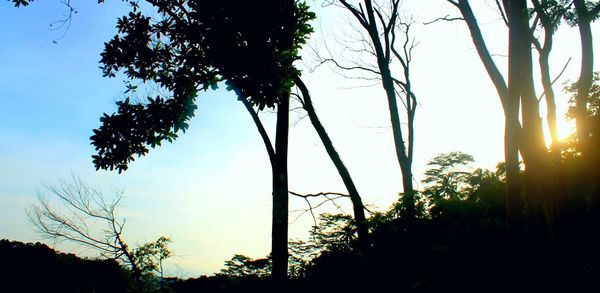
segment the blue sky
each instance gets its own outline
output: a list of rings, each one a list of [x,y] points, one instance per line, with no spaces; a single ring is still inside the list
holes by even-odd
[[[455,13],[446,1],[430,1],[407,1],[407,8],[413,8],[419,21]],[[0,0],[0,238],[43,240],[28,224],[25,208],[43,191],[42,183],[75,174],[106,194],[125,190],[119,214],[127,218],[125,236],[131,243],[172,237],[172,274],[216,272],[234,253],[264,257],[270,243],[270,168],[250,117],[232,93],[202,93],[189,131],[138,159],[124,174],[95,171],[89,137],[100,115],[114,111],[124,90],[118,78],[102,77],[99,54],[115,33],[116,18],[128,10],[121,1],[72,2],[78,13],[63,37],[64,31],[48,27],[65,13],[58,0],[20,9]],[[474,9],[483,15],[482,29],[502,64],[505,38],[498,31],[503,28],[493,5],[485,3]],[[347,18],[334,8],[318,8],[318,16],[310,42],[315,47]],[[478,166],[493,168],[502,159],[504,120],[466,26],[417,24],[415,32],[417,179],[429,158],[454,150],[469,152]],[[562,80],[575,78],[576,31],[559,31],[556,44],[555,72],[572,57]],[[595,47],[600,51],[598,40]],[[365,202],[388,207],[401,191],[401,180],[381,89],[351,89],[352,82],[326,67],[310,73],[309,55],[299,66],[317,112]],[[559,95],[557,102],[564,107],[566,97]],[[269,130],[273,116],[262,114]],[[345,191],[308,120],[292,116],[297,123],[290,130],[290,190]],[[304,208],[299,200],[291,204],[292,210]],[[291,236],[306,237],[311,224],[310,217],[301,217],[290,225]],[[58,248],[89,253],[64,244]]]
--------
[TRY IT] Return the lines exactly as they stand, from the start of the entries through the line holding "output: a list"; omit the pictures.

[FINISHED EXERCISE]
segment the blue sky
each instance gets its own outline
output: a list of rings, each one a list of [x,y] points, one instance per line, with no spaces; a single ring is still inside the list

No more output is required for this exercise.